START RECORD EXCERPTS

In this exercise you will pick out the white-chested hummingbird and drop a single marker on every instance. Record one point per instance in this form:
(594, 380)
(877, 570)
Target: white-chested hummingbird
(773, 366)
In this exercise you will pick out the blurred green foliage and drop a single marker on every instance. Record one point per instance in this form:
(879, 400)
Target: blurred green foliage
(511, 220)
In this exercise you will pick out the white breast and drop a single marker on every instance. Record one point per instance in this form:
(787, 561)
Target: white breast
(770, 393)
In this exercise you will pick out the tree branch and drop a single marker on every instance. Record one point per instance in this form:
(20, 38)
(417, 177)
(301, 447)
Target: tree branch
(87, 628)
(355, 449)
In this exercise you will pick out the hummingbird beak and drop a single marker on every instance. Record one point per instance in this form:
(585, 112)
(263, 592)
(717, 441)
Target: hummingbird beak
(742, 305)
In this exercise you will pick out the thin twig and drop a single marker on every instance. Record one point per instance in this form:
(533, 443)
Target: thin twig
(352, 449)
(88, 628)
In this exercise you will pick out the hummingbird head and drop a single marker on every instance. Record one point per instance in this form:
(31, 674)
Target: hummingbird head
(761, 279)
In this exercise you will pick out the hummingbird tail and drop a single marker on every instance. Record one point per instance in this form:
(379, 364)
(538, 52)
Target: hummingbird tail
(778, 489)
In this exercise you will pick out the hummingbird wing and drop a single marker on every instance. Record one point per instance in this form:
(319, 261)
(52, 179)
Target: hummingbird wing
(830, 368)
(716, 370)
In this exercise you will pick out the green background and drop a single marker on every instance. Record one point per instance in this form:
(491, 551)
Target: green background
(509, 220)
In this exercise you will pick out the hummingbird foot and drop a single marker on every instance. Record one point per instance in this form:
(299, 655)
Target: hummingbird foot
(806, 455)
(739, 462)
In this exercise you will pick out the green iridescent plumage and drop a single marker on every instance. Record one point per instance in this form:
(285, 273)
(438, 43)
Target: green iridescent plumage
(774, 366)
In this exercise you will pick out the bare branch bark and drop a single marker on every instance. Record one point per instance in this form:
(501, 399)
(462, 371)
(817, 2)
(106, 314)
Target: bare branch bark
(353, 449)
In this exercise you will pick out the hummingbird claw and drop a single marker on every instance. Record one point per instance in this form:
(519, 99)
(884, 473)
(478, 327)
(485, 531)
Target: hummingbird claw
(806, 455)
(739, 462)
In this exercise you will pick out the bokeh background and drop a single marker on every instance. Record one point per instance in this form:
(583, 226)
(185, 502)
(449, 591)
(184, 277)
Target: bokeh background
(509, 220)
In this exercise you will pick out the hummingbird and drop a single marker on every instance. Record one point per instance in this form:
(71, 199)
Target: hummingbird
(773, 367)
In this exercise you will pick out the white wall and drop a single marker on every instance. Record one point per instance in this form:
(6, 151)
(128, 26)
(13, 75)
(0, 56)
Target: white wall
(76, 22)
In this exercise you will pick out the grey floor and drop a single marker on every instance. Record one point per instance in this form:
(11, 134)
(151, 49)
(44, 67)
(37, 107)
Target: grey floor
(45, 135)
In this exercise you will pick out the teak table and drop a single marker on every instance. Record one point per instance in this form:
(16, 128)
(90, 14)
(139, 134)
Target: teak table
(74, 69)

END RECORD EXCERPTS

Reproduce all of the data above line for line, keeping every character unchanged.

In this exercise you will pick out the white-chested hummingbird and drop a single marker on every instance. Record one point per instance in this form:
(594, 380)
(877, 570)
Target: white-chested hummingbird
(773, 366)
In this exercise you will pick out the blurred green foliage and drop a single marker on every instance. Record one point per instance in this form:
(879, 400)
Target: blurred green foliage
(511, 220)
In this exercise you will pick out the white breast and drop a single marker on every instance. Record one point per instance in this form:
(787, 561)
Target: white breast
(770, 393)
In this exercise you will pick out the tree branch and drop a single marker on every instance. Record one point per instance in this form:
(20, 38)
(417, 177)
(301, 447)
Target: tree branch
(87, 628)
(355, 449)
In this exercise you will pick out the hummingbird beak and drop a single marker on every instance. Record one point per instance in this form:
(585, 112)
(263, 592)
(717, 441)
Target: hummingbird beak
(742, 305)
In this exercise you will pick out the thin twig and drop a single marker on every instance. Record one point per instance in this form:
(533, 443)
Target: thin twig
(352, 449)
(88, 628)
In this exercise you will pick out the hummingbird head and drop a single marker on every instance. Record one point per instance in this form:
(31, 674)
Target: hummingbird head
(761, 279)
In this exercise you will pick out the hummingbird tail and drop a single marker on every instance. Record one point per instance in this form:
(379, 364)
(538, 52)
Target: hummingbird tail
(778, 489)
In this exercise you will pick out the hummingbird wing and drop a single marker on every instance. Record one point per instance in this form:
(319, 261)
(52, 179)
Target: hummingbird wing
(830, 368)
(716, 370)
In this exercise you will pick out the green background and drop a single marker on every instance. Record one point per instance in this form:
(491, 551)
Target: green background
(509, 220)
In this exercise you will pick out the hummingbird foot and drop a single marker on every instance. Record one point per instance in this form:
(299, 655)
Target: hummingbird foot
(806, 455)
(739, 462)
In this exercise you will pick out the green iridescent plumage and drop a single marker on every instance. Record one point per instance in this form:
(285, 273)
(438, 43)
Target: green iridescent plumage
(774, 366)
In this exercise you will pick out the bare branch bark and drop a single marker on every instance. Record one point per instance in this form:
(501, 399)
(462, 371)
(817, 2)
(106, 314)
Target: bare branch bark
(353, 449)
In this exercise you will pick out the hummingbird claw and drop a single marker on every instance. Record one point per instance in this form:
(519, 99)
(884, 473)
(478, 327)
(485, 531)
Target: hummingbird claw
(806, 455)
(739, 462)
In this exercise you will pick out the bokeh background and drop a single marker on every instance. Record one point per instance in this form:
(583, 226)
(185, 502)
(449, 591)
(184, 277)
Target: bokeh background
(509, 220)
In this exercise you will pick out the hummingbird and drop a single marker on every instance. Record one point per instance in this form:
(71, 199)
Target: hummingbird
(773, 367)
In this exercise you will pick out the white wall and drop a single marker on every instance. Record one point per instance in this form:
(6, 151)
(128, 26)
(13, 75)
(0, 56)
Target: white wall
(76, 22)
In this exercise you will pick out the grey floor and drop a single marker on every instance. Record one point per instance in this form:
(11, 134)
(151, 49)
(44, 67)
(37, 107)
Target: grey floor
(45, 135)
In this exercise you will pick out the teak table and drop a single marker on every instance. Record one point per instance in this form:
(16, 128)
(90, 14)
(139, 134)
Target: teak table
(74, 69)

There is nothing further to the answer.